Each line of the data below that includes the string "chair" must be copied.

-*-

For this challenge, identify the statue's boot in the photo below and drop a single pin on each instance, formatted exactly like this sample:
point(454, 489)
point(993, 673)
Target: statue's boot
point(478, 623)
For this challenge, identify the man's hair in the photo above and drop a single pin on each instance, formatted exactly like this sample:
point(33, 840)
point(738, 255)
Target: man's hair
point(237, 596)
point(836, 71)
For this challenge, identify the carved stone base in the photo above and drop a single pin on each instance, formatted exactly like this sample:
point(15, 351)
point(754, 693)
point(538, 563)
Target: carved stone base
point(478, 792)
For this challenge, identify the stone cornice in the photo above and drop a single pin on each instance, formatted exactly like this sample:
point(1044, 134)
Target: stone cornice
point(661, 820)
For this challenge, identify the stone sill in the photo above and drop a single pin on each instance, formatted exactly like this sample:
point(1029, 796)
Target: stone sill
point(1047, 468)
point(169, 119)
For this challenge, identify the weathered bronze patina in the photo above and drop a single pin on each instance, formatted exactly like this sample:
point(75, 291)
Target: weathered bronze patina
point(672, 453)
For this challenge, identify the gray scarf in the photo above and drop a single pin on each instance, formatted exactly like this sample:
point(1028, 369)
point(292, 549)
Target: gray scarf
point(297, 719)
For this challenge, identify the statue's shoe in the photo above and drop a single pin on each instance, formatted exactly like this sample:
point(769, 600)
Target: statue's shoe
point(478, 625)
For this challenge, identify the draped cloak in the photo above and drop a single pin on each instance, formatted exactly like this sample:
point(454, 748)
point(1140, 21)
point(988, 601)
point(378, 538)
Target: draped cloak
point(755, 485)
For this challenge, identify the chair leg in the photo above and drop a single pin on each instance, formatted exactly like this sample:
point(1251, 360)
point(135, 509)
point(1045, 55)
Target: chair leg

-*-

Answer space:
For this challenge, identify the chair leg in the photo above and drop a single pin on each instance, formatted exactly like this sample:
Target: chair leg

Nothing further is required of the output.